N. 3. Scena in duomo (Spirito Maligno, Margherita e coro). Tonalità di re minore/re maggiore/re minore. (La madre di Margherita è morta in seguito al sonnifero somministratole dalla figlia su istigazione di Mefistofele; Valentino, il fratello minore che intendeva vendicare l’onta della famiglia, è stato ucciso in duello da Faust. La tragedia di Margherita si consuma: mentre assiste in chiesa all’ufficio dei morti, uno Spirito Maligno le si avvicina e le parla, ricordandole le sue colpe.)
Momento impressionante, di violenta drammaticità, la scena in duomo innesta su possenti travature sinfonico-corali il dialogo fra Margherita e lo Spirito Maligno, altra incarnazione di Mefistofele; e il materiale presentato in precedenza, quello che aveva accompagnato l’entrata di Mefistofele da un lato e quello del dolore di Margherita dall’altro, si intrecciano fino a vette di altissima concentrazione espressiva. Lo Spirito Maligno agisce subdolamente su Margherita attraverso il ricordo; ed è un peso al quale la donna può opporre soltanto esclamazioni di disperazione. Intorno a lei risuonano, sempre più imperiose, le voci ammonitrici del Dies irae e gli appelli tremendi delle trombe del giudizio; alla strofa del Judex ergo una modulazione a re maggiore rende ancor più massiccia l’evocazione del giudice supremo. Margherita non regge e, quasi schiacciata dal carico dei suoni che la circondano e l’ammoniscono, perde i sensi, mentre ora le voci mormorano, in uno sconsolato re minore, le parole dello smarrimento e dell’espiazione (Quid sum miser tunc dicturus?), cui ormai anche Margherita è destinata.
N. 4. Ariel. Il risveglio di Faust (Ariel e coro. Faust). Tonalità di si bemolle maggiore nel primo episodio (Ariel), di mi minore/mi maggiore nel secondo (Il risveglio di Faust). (Margherita ha partorito e subito ucciso suo figlio, ed è stata incarcerata e condannata a morte. Invano Faust, oppresso dal rimorso, cerca di salvarla dal carcere: Margherita rifiuta di seguirlo e si rimette al giudizio di Dio. Sopravviene l’alba. Già quasi dall’oltretomba, Margherita ripete il nome dell’amato, additandogli nuovi orizzonti spirituali. Si chiude qui la prima parte del Faust di Goethe.)

* **DATI REGISTRATI**
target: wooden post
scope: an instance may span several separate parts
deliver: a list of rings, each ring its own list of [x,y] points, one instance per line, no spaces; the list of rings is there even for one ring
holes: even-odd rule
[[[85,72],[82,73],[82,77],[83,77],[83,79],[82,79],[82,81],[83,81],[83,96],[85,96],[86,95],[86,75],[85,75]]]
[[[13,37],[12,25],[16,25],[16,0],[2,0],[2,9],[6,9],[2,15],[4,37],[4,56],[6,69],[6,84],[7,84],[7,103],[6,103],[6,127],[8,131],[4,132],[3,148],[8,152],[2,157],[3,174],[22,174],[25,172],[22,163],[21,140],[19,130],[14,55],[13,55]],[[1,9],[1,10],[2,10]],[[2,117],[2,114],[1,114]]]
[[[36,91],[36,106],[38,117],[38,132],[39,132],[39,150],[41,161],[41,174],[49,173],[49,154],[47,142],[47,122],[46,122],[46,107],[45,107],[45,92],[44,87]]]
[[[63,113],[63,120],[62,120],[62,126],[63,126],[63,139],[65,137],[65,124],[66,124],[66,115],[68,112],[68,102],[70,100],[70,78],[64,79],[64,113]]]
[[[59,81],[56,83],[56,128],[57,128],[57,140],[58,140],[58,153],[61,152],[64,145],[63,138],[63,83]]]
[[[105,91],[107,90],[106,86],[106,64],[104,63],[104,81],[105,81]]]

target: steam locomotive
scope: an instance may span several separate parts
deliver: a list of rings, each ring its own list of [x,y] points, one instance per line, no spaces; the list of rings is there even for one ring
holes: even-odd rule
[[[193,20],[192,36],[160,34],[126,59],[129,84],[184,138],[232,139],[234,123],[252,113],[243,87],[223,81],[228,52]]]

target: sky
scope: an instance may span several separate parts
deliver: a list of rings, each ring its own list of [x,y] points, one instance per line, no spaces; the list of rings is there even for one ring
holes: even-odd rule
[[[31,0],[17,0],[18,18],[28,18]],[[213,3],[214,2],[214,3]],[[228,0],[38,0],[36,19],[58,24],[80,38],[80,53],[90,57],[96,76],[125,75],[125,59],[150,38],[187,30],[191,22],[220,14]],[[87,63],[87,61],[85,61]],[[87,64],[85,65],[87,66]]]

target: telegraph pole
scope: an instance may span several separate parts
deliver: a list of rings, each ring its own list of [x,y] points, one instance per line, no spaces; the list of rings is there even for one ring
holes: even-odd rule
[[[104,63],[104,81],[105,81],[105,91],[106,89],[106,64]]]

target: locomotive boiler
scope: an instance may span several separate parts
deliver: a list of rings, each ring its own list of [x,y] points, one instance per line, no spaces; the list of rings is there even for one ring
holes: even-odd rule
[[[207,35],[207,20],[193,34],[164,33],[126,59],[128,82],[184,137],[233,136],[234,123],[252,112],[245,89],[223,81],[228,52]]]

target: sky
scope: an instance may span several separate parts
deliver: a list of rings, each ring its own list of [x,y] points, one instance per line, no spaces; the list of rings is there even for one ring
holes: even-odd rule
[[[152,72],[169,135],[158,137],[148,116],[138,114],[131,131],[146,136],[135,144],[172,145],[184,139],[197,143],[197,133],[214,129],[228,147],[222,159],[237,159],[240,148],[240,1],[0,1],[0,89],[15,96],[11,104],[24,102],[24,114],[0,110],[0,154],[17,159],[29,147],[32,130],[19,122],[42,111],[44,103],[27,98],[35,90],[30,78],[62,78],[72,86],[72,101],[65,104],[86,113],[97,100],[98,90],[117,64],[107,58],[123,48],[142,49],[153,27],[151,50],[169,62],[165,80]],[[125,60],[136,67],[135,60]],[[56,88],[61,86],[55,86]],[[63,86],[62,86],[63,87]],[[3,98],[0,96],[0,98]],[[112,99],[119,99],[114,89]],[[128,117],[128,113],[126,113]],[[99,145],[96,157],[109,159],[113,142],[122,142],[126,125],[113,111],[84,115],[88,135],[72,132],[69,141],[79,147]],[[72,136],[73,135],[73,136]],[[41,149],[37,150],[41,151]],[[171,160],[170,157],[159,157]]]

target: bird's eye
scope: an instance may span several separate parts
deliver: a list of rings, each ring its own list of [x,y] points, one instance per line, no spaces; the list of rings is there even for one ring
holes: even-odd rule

==

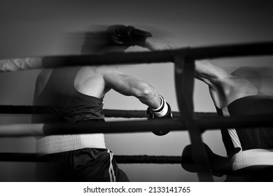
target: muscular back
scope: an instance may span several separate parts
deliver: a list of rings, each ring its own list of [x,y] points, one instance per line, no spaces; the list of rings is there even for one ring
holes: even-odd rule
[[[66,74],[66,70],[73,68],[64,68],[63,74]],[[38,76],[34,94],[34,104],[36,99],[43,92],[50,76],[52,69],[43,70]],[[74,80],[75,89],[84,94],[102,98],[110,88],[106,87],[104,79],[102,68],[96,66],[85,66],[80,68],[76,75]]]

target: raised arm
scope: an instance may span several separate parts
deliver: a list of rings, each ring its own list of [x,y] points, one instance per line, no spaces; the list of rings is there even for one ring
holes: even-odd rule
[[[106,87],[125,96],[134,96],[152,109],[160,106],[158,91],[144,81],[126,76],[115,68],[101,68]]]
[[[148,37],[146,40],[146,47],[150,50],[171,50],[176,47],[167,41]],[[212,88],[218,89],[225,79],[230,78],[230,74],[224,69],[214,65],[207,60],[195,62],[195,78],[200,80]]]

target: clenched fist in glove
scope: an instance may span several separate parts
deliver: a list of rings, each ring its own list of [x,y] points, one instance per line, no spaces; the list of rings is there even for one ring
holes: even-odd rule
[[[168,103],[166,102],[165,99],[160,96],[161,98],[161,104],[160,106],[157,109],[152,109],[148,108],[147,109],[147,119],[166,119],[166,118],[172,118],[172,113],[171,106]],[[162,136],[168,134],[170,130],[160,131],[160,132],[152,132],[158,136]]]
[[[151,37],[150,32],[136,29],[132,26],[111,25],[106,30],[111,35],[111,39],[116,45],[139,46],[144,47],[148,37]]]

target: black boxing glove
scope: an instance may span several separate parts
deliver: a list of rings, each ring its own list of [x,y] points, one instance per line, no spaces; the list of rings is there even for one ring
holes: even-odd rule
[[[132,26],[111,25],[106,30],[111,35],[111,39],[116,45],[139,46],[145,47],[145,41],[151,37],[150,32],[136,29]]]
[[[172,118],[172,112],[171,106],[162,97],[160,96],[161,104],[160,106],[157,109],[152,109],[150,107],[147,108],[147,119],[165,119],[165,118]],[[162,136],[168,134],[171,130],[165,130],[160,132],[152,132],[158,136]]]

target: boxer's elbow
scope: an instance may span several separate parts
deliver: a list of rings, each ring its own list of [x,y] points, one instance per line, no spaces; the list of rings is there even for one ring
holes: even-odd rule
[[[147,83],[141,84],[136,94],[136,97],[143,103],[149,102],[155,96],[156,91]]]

* * *

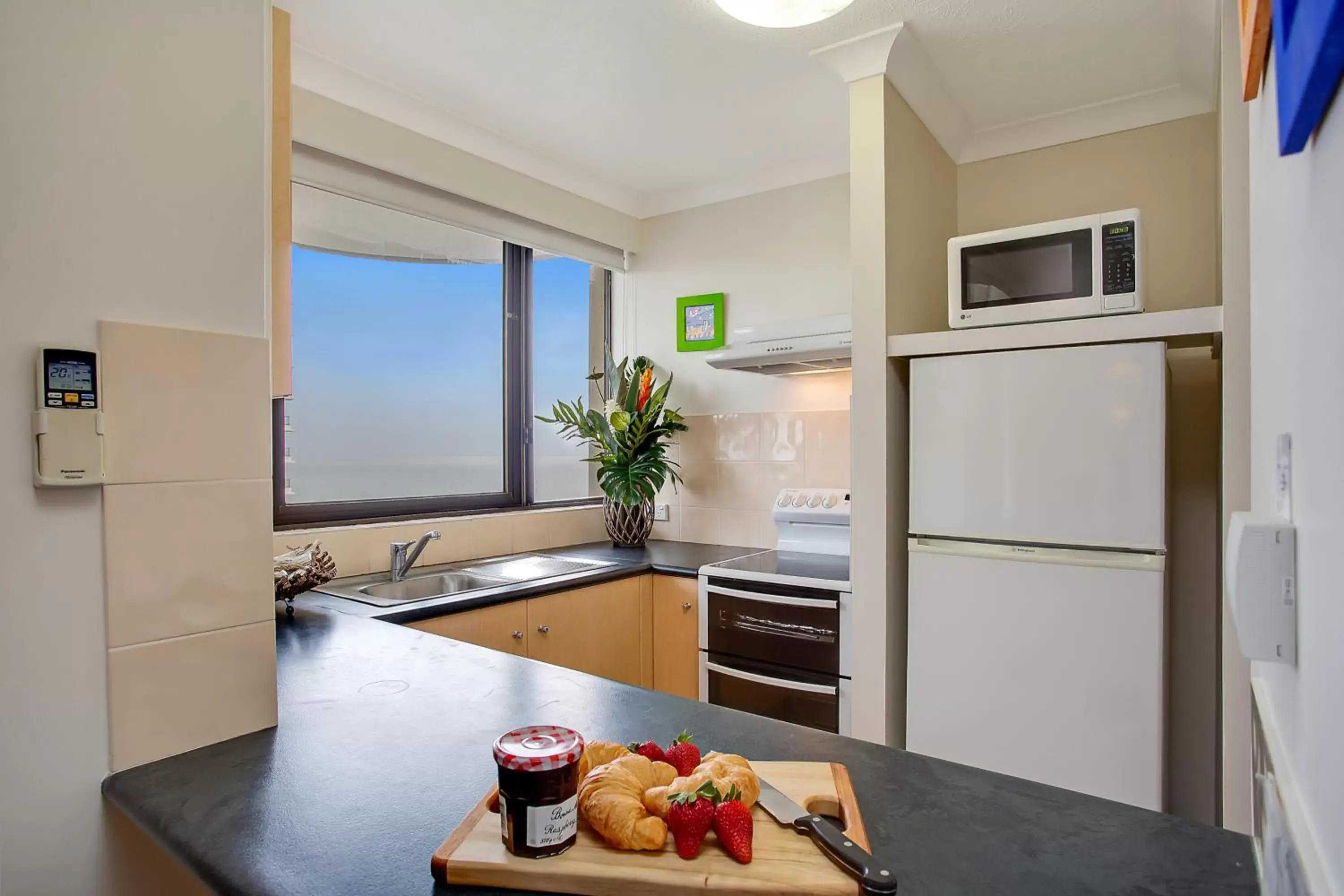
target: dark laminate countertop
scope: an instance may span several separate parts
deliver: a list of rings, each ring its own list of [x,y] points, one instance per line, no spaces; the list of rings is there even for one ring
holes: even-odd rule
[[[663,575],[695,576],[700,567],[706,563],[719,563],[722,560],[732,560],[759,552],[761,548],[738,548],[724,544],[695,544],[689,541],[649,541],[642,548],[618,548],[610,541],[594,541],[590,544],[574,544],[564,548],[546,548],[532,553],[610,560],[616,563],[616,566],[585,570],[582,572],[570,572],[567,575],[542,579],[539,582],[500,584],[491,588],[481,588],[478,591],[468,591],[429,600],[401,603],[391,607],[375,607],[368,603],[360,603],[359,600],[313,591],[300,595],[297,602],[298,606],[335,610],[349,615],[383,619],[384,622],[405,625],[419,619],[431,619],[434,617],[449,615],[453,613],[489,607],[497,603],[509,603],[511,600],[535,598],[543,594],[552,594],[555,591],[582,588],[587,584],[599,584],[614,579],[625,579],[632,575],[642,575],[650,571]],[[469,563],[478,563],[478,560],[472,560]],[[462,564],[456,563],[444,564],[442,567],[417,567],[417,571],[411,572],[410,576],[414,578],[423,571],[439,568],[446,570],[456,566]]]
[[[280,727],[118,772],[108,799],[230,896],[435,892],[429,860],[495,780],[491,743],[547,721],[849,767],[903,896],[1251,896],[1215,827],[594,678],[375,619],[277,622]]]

* **COMPITO BREVE 1**
Nel testo fornito, a quale tonalità modula la musica alla strofa del Judex ergo?
* **COMPITO BREVE 2**
Indica il numero di righe delle voci che contengono la parola "glove".
Il testo e le voci provengono da fonti diverse.

* **RISPOSTA FINALE 1**
A re maggiore.

* **RISPOSTA FINALE 2**
2